LISTED ENTRIES »
↓

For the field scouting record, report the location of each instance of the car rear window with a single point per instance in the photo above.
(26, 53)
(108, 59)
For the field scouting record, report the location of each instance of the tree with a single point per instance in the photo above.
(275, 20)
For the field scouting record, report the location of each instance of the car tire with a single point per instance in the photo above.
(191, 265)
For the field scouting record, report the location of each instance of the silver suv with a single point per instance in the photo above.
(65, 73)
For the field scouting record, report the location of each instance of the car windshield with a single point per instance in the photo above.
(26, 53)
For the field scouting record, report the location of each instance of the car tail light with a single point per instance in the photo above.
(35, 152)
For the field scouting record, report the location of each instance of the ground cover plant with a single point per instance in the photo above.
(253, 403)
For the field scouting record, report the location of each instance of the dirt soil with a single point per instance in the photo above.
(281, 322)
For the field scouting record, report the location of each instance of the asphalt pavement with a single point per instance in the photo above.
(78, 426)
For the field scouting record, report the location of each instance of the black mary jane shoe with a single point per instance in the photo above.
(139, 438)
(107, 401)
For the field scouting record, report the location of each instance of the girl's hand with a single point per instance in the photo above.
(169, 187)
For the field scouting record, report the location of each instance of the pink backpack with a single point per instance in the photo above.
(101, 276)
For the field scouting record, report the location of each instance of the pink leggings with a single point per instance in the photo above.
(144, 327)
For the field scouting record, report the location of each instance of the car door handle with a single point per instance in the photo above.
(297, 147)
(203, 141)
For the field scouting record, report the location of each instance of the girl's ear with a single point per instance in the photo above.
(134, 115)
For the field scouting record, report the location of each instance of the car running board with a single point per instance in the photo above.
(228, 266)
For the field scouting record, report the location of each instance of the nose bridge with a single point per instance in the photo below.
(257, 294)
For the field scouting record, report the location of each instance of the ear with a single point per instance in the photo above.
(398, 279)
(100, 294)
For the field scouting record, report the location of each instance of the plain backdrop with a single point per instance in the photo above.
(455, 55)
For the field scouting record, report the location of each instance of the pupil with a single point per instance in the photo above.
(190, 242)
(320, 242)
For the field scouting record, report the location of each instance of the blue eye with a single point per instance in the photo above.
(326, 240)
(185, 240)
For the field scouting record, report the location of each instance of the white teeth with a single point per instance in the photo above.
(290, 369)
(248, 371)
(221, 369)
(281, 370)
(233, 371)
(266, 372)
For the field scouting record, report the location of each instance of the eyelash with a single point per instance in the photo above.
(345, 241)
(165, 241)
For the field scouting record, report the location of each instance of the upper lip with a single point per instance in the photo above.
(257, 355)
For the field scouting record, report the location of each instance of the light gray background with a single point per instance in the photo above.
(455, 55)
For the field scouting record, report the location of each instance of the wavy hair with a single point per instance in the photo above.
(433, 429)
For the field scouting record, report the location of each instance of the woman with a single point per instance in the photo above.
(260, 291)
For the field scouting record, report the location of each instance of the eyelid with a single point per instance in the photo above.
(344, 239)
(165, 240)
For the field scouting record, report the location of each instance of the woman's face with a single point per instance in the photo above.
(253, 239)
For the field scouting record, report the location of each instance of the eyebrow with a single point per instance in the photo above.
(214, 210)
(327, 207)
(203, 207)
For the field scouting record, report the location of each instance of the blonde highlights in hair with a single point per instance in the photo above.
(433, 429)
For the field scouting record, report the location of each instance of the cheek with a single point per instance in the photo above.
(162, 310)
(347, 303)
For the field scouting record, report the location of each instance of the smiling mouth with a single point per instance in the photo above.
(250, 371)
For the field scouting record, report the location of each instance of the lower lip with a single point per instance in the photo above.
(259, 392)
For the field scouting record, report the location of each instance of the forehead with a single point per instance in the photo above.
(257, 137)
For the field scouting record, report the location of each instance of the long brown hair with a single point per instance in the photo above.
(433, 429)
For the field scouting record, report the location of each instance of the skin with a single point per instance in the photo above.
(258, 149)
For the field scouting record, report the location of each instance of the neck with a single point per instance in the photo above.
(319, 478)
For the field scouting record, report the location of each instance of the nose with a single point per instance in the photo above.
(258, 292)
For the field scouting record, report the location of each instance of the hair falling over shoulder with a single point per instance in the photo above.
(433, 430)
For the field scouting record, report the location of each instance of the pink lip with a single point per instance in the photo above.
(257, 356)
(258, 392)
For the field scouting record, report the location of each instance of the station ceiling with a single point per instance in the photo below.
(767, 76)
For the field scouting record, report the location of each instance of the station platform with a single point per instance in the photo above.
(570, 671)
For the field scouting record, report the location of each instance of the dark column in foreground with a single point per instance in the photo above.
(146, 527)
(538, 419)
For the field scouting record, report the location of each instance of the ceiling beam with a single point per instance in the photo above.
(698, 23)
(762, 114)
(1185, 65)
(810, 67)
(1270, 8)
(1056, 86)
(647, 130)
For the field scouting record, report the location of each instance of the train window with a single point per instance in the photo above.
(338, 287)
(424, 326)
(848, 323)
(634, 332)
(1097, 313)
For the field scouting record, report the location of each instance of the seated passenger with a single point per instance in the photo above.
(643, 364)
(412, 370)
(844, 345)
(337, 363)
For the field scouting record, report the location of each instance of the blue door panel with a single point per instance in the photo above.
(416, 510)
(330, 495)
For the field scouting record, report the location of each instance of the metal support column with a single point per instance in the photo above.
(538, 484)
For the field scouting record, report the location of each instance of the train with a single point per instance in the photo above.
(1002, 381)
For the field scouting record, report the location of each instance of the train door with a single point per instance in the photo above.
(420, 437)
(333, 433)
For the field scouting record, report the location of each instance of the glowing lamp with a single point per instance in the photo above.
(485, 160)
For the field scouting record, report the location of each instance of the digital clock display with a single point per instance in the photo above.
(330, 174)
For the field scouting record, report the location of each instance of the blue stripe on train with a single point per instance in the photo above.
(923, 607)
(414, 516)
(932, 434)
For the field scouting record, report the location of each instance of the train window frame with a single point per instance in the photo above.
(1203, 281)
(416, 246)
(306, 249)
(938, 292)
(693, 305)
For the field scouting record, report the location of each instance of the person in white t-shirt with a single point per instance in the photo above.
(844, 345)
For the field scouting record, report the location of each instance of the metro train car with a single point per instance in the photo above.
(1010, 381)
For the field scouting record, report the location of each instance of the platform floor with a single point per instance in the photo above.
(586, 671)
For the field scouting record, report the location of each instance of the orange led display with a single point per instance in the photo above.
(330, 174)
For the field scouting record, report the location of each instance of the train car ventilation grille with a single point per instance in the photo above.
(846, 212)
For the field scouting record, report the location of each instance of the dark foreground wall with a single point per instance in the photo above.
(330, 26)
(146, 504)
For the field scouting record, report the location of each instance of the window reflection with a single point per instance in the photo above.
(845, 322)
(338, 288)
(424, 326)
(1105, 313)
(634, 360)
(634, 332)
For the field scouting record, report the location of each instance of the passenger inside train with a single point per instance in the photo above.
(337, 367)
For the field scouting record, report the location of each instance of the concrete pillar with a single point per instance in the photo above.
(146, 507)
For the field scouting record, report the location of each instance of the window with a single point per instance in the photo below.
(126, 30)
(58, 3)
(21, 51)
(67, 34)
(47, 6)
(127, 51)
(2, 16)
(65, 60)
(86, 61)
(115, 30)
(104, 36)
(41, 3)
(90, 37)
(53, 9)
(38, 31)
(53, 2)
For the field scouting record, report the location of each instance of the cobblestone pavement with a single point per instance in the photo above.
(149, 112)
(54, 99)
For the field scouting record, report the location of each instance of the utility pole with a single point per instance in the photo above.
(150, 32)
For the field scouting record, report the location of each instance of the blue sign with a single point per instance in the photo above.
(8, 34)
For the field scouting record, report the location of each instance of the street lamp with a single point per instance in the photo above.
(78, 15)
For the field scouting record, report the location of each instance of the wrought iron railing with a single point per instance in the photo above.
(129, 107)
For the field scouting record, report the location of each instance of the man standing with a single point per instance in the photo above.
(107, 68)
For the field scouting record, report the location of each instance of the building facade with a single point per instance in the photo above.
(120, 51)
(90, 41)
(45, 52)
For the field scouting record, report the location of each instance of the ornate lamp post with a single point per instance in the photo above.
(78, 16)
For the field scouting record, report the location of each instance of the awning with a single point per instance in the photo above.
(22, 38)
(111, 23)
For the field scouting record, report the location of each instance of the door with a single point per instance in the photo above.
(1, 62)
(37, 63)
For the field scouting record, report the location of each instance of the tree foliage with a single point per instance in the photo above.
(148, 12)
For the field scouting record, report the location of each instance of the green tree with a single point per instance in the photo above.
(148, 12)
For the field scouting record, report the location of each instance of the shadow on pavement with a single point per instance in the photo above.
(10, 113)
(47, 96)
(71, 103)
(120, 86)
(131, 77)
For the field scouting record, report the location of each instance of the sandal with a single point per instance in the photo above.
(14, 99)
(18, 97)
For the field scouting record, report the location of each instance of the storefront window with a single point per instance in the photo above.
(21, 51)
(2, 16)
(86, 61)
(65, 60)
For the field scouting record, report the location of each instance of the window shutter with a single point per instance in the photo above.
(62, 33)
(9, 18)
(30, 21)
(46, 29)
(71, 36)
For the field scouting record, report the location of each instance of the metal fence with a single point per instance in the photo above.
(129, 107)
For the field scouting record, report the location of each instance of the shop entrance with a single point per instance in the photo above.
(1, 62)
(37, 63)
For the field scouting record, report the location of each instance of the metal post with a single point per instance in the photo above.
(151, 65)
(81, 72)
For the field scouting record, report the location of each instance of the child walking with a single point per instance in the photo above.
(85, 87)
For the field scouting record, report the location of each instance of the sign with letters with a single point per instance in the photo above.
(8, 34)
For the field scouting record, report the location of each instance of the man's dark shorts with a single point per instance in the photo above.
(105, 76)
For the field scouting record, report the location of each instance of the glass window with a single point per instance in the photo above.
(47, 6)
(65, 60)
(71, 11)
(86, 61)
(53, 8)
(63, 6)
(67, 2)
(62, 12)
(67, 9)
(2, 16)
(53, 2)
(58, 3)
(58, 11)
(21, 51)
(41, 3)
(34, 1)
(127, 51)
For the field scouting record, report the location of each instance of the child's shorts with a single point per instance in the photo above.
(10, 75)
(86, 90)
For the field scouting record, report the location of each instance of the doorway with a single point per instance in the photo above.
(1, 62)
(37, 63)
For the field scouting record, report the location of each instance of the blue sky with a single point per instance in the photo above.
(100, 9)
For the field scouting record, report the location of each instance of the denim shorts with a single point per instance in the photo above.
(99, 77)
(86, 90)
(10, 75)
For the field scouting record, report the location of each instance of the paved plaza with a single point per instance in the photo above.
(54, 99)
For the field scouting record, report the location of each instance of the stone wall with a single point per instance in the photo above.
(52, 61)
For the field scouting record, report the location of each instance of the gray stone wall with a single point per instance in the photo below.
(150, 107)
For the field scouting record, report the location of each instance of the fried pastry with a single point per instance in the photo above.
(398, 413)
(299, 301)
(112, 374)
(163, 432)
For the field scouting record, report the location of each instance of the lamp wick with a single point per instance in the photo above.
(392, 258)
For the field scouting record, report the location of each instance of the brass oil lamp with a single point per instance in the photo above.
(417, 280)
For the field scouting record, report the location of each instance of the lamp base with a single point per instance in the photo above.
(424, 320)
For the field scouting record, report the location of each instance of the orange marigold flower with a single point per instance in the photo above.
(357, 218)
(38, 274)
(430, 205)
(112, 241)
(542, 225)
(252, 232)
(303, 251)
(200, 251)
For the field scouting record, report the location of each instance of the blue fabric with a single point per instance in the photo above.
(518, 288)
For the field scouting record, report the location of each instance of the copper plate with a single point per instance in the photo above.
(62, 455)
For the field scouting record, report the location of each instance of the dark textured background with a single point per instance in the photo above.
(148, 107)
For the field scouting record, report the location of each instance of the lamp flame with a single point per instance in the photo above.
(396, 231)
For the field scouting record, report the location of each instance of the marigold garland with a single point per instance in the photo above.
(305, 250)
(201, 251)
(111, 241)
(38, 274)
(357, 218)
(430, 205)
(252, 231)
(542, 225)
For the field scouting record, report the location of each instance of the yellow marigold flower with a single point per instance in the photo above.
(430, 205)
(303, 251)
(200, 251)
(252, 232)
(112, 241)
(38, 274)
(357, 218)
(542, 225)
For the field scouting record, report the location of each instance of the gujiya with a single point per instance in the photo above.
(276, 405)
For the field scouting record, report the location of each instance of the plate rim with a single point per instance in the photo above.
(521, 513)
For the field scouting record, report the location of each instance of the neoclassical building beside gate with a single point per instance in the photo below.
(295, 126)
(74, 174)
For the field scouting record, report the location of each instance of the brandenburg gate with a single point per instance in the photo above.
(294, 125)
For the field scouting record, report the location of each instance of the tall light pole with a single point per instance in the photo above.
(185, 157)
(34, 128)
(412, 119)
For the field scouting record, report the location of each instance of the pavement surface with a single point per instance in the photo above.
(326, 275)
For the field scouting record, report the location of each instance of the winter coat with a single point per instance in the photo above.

↑

EXERCISE BRIEF » Beginning with the line that contains "of the gujiya", quote each line exactly through the last line of the entries above, and nothing beyond them.

EXERCISE ANSWER »
For the field scouting record, report the location of each instance of the gujiya with a single point per instance in the photo above.
(276, 405)
For the field scouting record, report the location of each instance of the plate rim with a single point per instance in the photo above.
(521, 513)
For the field scouting record, report the location of each instance of the neoclassical building beside gate with a single point per instance in the photo below.
(295, 126)
(74, 174)
For the field scouting record, report the location of each instance of the brandenburg gate with a single point per instance in the photo above.
(294, 125)
For the field scouting record, report the location of each instance of the tall light pole with a single point per instance in the photo above.
(185, 157)
(34, 128)
(412, 119)
For the field scouting record, report the location of each instance of the pavement surface with a single point per instance in the photo above.
(326, 275)
For the field scouting record, report the location of each instance of the winter coat with a single point per instance in the photo above.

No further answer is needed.